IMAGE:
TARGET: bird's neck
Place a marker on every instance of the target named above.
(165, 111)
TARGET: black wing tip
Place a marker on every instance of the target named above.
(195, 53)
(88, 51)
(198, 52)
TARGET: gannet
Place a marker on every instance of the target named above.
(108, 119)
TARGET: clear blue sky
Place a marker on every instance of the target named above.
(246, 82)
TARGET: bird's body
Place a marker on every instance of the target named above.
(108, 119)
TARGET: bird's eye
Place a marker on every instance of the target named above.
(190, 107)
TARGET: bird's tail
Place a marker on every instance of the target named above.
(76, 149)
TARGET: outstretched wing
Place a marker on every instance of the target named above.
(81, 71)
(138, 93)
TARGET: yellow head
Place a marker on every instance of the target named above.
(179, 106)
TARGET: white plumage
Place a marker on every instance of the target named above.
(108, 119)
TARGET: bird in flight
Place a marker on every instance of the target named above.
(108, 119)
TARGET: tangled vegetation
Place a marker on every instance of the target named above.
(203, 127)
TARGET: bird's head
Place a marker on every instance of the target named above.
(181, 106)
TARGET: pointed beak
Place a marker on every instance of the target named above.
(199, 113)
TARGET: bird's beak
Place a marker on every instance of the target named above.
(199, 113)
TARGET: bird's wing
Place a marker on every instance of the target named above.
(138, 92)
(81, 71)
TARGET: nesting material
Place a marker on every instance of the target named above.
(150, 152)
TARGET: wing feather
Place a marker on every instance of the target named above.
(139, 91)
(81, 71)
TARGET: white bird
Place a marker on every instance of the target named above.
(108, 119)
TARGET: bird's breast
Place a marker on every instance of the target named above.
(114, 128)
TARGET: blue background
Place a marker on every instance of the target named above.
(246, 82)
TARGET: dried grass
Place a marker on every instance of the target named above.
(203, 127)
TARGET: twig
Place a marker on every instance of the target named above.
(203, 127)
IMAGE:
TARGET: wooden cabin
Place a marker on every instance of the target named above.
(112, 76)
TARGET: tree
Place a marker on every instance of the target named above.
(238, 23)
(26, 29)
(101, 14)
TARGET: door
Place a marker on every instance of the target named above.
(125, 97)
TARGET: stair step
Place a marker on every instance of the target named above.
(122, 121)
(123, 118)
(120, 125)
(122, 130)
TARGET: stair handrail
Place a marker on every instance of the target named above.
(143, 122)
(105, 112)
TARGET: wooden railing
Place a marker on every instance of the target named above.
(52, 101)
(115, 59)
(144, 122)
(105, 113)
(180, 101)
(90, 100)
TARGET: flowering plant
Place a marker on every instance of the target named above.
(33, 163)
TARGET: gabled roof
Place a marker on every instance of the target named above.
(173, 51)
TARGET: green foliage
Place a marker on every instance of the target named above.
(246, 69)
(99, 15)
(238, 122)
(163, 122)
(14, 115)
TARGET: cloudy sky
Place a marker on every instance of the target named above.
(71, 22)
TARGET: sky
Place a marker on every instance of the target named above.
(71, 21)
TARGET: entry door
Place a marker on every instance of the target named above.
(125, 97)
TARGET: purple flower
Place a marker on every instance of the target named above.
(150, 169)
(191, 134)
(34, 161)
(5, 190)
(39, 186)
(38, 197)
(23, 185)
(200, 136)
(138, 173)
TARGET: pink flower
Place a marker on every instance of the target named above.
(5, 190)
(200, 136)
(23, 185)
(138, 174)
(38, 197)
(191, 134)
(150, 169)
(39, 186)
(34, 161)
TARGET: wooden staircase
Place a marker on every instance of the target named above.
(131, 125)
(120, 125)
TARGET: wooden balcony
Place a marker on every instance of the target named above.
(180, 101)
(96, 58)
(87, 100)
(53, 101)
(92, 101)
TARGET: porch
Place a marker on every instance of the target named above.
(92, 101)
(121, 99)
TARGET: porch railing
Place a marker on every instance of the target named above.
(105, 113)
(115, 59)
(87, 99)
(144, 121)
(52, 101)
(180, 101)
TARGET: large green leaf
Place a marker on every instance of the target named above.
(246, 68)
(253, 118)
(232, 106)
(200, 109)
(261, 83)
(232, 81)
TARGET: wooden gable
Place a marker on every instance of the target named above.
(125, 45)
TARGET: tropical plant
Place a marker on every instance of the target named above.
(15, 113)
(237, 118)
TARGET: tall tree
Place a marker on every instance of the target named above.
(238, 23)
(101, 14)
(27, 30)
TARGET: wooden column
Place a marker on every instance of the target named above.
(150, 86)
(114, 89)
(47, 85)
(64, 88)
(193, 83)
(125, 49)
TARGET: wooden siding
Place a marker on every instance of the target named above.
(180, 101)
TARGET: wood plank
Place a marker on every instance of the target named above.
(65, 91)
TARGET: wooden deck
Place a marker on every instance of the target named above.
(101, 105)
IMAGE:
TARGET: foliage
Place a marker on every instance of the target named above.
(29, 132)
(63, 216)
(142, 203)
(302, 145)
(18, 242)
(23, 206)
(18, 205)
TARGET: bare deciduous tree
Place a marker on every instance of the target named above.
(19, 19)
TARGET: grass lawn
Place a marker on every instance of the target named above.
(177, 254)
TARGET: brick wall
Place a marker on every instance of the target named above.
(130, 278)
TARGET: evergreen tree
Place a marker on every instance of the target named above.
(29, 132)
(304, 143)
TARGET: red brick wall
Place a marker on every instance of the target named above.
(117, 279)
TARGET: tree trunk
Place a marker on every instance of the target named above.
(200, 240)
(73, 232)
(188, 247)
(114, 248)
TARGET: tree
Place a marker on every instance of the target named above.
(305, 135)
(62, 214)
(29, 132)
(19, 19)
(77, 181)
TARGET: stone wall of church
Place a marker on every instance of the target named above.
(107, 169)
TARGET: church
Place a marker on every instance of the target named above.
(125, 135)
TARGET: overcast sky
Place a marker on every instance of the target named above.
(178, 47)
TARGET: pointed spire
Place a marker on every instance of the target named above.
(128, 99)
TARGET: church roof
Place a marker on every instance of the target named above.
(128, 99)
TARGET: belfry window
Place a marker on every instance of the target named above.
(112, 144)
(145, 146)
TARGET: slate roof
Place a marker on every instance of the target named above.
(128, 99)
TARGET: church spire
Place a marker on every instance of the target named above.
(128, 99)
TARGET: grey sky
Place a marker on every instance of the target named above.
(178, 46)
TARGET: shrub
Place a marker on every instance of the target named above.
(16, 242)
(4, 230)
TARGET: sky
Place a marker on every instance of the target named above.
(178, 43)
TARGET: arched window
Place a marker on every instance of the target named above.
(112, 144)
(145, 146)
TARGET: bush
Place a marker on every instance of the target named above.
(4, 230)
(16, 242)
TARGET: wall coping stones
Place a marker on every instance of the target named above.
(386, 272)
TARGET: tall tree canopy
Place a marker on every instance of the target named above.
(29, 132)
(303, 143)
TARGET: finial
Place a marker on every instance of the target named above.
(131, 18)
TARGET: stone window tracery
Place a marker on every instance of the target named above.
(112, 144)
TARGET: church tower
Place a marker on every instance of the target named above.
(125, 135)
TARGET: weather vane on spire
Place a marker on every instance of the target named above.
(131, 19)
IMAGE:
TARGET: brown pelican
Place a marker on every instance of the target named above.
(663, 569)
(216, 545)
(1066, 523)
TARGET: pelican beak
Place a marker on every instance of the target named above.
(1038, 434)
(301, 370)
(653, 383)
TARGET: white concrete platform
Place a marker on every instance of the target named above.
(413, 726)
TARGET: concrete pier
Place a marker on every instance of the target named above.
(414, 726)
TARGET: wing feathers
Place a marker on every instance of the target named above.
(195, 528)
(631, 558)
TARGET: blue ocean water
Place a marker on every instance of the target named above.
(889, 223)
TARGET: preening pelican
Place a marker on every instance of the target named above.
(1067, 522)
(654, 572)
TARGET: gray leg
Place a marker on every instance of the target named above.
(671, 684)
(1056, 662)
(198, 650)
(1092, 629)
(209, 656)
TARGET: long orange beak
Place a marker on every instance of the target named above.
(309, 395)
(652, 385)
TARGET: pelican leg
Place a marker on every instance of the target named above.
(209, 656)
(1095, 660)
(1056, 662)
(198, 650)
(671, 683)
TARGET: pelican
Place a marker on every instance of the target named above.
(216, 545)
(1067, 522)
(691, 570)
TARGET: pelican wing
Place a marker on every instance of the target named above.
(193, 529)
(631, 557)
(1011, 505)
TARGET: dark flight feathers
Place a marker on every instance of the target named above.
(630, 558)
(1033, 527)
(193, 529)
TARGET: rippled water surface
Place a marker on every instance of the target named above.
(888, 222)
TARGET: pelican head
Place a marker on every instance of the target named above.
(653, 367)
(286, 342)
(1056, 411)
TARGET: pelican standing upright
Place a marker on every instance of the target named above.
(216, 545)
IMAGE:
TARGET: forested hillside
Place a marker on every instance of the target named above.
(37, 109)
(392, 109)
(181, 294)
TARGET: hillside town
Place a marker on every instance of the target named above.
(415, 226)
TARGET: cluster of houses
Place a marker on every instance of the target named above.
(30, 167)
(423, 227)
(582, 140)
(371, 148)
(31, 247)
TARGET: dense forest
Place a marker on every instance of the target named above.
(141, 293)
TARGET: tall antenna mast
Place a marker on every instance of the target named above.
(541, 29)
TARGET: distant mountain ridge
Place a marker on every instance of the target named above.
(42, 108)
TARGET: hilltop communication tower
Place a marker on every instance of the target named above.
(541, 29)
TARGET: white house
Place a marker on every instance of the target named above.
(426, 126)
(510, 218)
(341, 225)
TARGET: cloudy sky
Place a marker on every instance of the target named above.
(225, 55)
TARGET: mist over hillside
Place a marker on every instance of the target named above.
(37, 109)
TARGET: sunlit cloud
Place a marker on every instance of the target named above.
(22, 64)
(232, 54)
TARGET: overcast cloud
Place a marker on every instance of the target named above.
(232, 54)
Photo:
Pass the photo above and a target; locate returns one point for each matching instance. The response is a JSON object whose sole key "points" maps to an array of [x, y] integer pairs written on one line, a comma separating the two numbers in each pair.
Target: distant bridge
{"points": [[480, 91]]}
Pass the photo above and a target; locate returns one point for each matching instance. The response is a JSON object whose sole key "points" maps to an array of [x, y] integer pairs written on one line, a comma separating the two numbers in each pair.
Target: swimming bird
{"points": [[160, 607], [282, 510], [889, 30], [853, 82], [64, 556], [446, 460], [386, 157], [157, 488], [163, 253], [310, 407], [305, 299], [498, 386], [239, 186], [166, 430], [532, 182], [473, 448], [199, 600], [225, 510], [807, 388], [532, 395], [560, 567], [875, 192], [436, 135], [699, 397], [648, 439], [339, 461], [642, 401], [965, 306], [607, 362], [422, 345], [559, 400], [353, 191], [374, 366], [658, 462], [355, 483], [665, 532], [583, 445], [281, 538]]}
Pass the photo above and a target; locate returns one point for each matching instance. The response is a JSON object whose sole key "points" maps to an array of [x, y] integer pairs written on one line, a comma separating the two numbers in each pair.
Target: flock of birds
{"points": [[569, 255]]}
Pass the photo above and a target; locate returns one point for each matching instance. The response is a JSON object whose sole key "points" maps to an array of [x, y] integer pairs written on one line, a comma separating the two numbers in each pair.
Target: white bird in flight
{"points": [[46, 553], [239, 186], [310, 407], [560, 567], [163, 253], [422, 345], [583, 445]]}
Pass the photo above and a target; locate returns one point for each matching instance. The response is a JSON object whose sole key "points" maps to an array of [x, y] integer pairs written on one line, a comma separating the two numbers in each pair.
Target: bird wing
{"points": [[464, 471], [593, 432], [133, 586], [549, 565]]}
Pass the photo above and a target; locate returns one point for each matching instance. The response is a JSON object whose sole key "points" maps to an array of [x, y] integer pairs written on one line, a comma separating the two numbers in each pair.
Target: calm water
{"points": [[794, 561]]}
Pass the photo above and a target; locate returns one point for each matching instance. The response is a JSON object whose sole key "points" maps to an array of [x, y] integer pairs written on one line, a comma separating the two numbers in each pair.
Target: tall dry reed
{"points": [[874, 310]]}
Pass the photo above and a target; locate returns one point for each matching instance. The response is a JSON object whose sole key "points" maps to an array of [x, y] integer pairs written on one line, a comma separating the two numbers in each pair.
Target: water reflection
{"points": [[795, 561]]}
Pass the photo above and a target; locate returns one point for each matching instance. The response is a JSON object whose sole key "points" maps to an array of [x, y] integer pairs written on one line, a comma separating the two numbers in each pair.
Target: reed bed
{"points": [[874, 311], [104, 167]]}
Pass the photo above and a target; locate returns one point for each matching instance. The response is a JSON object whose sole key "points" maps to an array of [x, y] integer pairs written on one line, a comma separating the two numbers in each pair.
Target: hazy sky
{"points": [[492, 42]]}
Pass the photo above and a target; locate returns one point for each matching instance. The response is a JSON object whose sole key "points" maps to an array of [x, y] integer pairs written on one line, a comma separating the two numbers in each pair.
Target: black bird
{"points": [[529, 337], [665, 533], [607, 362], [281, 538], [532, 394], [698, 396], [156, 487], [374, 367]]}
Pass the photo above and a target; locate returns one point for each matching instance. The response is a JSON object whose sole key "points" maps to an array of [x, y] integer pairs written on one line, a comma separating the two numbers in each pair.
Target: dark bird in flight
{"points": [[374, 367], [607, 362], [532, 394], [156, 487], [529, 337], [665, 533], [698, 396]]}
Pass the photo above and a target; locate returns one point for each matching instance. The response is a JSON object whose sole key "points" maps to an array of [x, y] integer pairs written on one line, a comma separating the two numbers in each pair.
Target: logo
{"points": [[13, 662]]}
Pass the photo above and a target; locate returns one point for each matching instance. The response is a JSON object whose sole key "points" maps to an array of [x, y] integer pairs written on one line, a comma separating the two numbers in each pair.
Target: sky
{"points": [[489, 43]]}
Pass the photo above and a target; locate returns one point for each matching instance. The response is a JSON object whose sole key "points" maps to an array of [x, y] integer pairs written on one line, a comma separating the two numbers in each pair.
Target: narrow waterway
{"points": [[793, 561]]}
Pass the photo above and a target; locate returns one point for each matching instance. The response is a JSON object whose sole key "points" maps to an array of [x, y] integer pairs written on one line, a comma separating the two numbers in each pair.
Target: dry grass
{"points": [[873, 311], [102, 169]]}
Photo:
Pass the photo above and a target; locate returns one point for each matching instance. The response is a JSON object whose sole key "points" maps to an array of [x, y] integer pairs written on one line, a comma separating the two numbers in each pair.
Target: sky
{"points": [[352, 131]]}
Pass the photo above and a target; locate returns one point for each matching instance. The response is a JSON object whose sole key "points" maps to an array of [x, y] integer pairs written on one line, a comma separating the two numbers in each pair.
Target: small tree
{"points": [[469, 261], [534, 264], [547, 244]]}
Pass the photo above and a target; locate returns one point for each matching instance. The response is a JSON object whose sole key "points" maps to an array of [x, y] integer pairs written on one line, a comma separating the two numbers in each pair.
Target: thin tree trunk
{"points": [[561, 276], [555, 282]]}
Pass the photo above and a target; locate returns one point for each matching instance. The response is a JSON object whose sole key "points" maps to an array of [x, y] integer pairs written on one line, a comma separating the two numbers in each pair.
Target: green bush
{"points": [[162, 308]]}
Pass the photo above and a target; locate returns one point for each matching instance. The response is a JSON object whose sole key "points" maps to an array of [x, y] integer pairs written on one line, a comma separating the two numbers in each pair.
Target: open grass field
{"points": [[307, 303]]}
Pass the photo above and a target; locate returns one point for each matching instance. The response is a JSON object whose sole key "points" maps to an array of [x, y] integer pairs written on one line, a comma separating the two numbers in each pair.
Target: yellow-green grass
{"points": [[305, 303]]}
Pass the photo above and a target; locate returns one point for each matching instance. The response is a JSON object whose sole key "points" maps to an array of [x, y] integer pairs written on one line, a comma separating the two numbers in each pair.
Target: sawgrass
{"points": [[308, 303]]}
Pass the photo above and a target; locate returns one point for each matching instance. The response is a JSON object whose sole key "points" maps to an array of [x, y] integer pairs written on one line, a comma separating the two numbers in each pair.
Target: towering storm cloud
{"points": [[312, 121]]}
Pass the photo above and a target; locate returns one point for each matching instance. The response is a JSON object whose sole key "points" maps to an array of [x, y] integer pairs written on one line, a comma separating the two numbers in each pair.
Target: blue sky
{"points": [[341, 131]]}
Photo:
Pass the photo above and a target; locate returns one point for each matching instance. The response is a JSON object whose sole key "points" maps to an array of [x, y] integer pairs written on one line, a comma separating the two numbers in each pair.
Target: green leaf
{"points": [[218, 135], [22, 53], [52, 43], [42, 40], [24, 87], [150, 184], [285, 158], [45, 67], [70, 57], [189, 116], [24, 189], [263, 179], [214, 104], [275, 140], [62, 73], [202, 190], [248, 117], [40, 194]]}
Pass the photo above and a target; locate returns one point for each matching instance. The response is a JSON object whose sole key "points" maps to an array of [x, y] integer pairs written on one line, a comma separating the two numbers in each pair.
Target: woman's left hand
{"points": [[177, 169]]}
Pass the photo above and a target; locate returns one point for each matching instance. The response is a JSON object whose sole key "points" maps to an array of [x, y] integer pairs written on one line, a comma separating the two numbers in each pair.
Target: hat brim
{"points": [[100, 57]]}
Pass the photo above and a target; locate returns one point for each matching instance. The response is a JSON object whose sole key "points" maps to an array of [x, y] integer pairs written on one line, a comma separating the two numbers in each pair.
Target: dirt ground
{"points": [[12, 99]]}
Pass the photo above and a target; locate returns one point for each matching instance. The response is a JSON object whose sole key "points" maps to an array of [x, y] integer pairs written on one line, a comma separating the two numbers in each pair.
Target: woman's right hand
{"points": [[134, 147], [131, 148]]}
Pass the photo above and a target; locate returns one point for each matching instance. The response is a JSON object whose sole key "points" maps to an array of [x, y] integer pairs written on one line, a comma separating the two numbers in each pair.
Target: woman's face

- - -

> Your goal:
Find the word "foliage" in the records, and report each line that has it.

> Your solution:
TARGET: green foliage
TARGET: foliage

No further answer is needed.